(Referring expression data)
· · · · ·
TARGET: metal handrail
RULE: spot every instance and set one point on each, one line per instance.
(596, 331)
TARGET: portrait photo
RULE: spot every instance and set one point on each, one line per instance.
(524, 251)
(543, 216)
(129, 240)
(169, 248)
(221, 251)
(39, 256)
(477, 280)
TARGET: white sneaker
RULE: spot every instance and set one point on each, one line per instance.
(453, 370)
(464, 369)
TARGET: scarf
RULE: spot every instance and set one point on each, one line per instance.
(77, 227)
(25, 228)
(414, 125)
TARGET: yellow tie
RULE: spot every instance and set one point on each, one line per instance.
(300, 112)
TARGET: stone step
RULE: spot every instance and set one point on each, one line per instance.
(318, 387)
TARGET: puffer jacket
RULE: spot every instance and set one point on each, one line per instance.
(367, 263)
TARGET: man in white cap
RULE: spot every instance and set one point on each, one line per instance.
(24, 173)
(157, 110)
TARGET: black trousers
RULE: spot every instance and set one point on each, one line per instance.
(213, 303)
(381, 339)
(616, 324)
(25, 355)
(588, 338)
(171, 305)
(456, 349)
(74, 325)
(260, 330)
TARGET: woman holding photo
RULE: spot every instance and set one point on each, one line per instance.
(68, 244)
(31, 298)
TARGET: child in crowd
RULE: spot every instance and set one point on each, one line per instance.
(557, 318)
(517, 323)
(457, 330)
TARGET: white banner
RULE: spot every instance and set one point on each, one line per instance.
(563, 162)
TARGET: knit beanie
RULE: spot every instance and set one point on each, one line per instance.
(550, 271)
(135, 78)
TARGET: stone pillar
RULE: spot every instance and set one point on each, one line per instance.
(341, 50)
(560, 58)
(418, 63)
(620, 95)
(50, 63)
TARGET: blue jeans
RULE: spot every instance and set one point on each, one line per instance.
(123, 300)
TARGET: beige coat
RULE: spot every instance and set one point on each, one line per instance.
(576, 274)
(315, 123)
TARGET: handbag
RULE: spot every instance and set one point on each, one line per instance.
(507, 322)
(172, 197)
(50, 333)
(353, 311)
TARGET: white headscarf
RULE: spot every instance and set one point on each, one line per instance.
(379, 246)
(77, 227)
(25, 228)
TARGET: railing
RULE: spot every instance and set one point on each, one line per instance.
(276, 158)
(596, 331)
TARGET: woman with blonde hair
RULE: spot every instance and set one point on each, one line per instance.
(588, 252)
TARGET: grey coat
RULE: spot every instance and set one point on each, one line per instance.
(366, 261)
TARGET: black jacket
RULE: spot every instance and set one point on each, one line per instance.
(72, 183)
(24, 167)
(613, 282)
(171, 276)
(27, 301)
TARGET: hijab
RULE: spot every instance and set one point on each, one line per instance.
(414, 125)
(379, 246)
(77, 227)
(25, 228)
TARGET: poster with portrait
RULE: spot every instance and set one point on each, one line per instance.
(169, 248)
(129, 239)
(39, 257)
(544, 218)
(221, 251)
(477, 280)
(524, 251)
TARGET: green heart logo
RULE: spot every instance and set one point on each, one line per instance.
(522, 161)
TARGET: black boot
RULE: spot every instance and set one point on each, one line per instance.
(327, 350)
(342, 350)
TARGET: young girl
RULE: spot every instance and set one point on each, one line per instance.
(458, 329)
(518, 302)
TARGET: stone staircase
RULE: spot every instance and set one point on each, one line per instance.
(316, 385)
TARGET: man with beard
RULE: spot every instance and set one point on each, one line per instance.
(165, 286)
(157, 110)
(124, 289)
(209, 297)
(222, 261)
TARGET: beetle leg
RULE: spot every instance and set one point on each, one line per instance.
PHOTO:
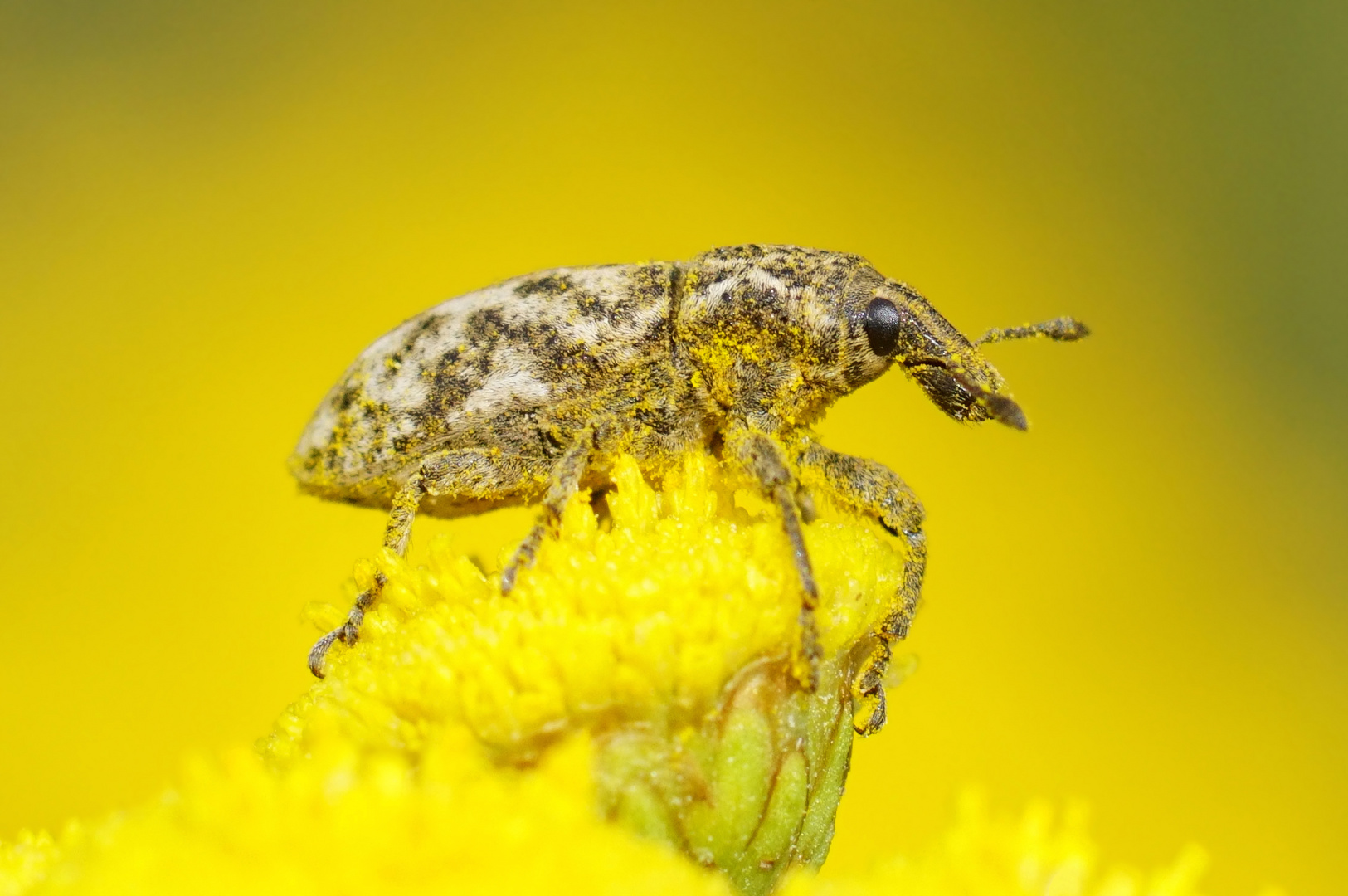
(397, 533)
(470, 473)
(564, 480)
(763, 458)
(873, 489)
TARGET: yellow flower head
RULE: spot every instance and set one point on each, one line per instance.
(625, 721)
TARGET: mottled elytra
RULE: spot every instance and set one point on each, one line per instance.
(528, 390)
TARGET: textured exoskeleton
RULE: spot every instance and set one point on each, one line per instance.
(528, 390)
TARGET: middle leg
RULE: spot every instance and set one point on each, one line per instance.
(763, 458)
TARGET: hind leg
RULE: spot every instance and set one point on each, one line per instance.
(871, 489)
(468, 473)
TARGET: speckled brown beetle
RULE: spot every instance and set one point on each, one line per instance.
(526, 391)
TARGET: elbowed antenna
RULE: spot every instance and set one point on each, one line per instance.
(1057, 329)
(1003, 408)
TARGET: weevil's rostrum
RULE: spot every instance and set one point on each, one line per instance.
(528, 390)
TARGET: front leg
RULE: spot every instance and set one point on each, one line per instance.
(463, 473)
(765, 460)
(564, 481)
(871, 489)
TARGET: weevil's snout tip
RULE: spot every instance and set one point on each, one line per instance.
(1005, 410)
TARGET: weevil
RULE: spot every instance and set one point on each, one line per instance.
(526, 391)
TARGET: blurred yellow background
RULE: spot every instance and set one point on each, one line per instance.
(208, 209)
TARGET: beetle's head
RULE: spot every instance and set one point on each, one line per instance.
(893, 324)
(785, 330)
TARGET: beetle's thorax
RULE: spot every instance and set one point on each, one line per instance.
(762, 332)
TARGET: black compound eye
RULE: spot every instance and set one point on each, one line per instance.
(882, 326)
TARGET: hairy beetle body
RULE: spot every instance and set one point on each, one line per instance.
(526, 391)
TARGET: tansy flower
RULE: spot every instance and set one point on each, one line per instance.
(625, 721)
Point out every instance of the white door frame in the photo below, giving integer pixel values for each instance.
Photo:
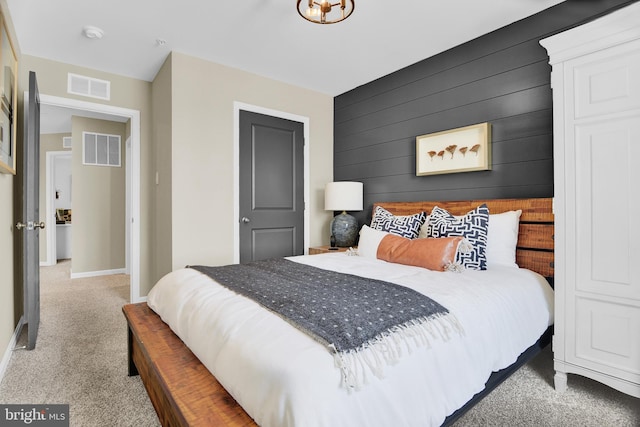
(134, 186)
(50, 170)
(237, 106)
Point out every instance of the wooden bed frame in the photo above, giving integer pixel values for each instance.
(185, 393)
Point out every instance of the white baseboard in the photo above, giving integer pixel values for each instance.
(4, 364)
(98, 273)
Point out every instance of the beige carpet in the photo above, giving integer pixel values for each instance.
(81, 354)
(81, 359)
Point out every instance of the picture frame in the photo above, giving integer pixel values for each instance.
(464, 149)
(8, 101)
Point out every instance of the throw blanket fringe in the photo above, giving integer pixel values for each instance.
(366, 323)
(389, 347)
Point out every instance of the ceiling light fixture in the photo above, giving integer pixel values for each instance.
(325, 12)
(92, 32)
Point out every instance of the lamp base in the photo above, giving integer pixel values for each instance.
(344, 228)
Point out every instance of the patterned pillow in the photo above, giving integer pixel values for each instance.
(406, 226)
(474, 226)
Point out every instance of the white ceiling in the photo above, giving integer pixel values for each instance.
(266, 37)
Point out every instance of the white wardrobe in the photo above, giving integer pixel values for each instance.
(596, 101)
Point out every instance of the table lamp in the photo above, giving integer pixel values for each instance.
(343, 196)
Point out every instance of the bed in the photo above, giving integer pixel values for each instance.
(185, 392)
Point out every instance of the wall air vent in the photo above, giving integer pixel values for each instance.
(89, 86)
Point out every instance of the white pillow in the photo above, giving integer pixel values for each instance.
(502, 238)
(369, 241)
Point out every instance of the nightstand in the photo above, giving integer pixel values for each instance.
(325, 250)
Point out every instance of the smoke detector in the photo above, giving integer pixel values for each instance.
(92, 32)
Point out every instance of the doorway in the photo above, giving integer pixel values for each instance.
(108, 112)
(240, 106)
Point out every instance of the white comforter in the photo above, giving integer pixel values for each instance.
(282, 377)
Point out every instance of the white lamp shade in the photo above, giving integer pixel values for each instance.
(343, 196)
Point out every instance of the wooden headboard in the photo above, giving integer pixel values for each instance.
(535, 238)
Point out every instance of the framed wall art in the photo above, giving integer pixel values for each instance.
(463, 149)
(8, 101)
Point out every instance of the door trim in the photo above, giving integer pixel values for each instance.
(49, 205)
(134, 186)
(237, 106)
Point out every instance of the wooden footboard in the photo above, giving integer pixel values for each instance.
(185, 393)
(182, 390)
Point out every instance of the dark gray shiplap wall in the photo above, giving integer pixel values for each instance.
(502, 77)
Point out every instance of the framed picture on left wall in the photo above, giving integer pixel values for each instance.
(8, 101)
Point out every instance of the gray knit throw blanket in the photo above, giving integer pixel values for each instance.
(366, 323)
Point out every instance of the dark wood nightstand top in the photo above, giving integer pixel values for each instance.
(325, 249)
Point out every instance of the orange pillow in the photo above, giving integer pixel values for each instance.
(432, 253)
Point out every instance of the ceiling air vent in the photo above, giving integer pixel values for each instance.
(89, 86)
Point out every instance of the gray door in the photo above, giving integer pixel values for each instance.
(30, 224)
(271, 187)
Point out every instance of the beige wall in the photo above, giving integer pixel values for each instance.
(99, 203)
(48, 142)
(162, 106)
(202, 167)
(126, 93)
(188, 216)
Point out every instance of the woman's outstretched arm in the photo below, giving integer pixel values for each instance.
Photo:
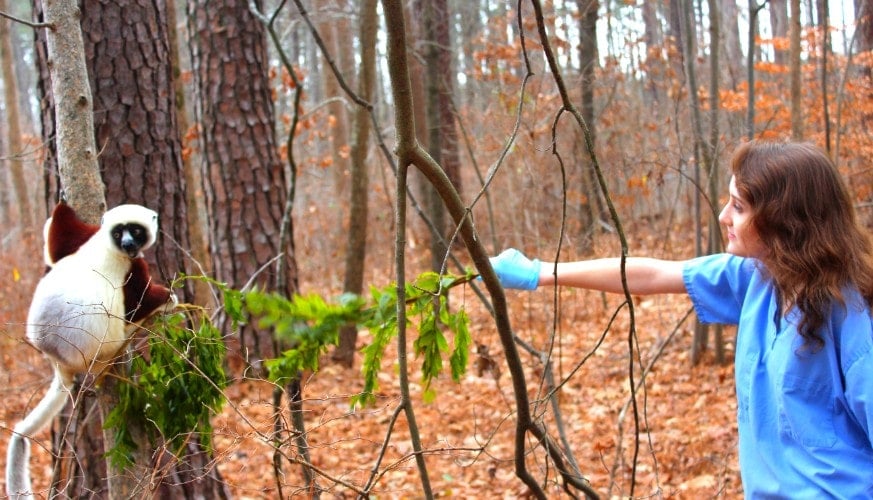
(645, 276)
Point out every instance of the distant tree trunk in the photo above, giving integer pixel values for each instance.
(779, 27)
(135, 127)
(701, 155)
(334, 30)
(442, 137)
(68, 109)
(195, 207)
(730, 28)
(711, 153)
(794, 72)
(244, 178)
(356, 244)
(823, 25)
(15, 161)
(675, 35)
(864, 16)
(591, 207)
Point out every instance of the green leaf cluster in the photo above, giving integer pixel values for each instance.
(427, 299)
(175, 392)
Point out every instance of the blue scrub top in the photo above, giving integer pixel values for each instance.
(804, 417)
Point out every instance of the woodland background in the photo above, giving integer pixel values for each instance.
(274, 139)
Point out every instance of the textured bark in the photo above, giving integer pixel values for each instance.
(731, 42)
(15, 159)
(591, 206)
(244, 178)
(72, 113)
(794, 73)
(334, 30)
(127, 46)
(779, 27)
(442, 134)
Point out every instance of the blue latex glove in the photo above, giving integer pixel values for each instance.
(515, 270)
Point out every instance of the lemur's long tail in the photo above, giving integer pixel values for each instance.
(18, 485)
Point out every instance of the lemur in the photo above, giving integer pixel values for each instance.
(97, 286)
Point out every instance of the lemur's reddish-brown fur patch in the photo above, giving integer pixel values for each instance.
(67, 233)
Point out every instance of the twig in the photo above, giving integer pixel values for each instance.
(12, 18)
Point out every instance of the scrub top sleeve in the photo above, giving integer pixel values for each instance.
(717, 285)
(859, 392)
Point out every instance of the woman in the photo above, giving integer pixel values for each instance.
(797, 279)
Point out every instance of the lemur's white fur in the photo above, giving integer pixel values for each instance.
(77, 320)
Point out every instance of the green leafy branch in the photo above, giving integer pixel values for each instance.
(178, 386)
(175, 392)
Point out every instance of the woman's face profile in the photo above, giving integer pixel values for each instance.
(743, 239)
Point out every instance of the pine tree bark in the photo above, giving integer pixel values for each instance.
(244, 177)
(15, 159)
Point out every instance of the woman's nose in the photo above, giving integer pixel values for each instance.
(723, 216)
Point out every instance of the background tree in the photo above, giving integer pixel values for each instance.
(514, 120)
(442, 137)
(15, 158)
(794, 72)
(244, 178)
(135, 125)
(356, 243)
(591, 207)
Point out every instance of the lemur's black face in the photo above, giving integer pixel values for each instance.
(130, 238)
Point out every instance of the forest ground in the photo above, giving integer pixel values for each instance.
(687, 446)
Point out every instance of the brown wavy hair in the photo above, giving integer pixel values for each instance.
(802, 211)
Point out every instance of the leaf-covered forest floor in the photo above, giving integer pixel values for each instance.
(686, 414)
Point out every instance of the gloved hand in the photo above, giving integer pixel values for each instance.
(515, 270)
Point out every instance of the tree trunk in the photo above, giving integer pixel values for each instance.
(356, 244)
(134, 123)
(779, 27)
(864, 15)
(823, 28)
(442, 138)
(794, 73)
(78, 171)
· · · · ·
WORK TO BE COMPLETED: The lines above starting at the one that contains "TARGET: puffer jacket" and ending at the one that contains "TARGET: black trousers" must be transcribed exactly, and no other lines may appear.

ANSWER AREA:
TARGET: puffer jacket
RULE: spot every instance and set one point on each, one line per instance.
(367, 263)
TARGET: man in white cap
RULE: spot every instance and set one point on each, one line per instance.
(24, 173)
(157, 110)
TARGET: black trousers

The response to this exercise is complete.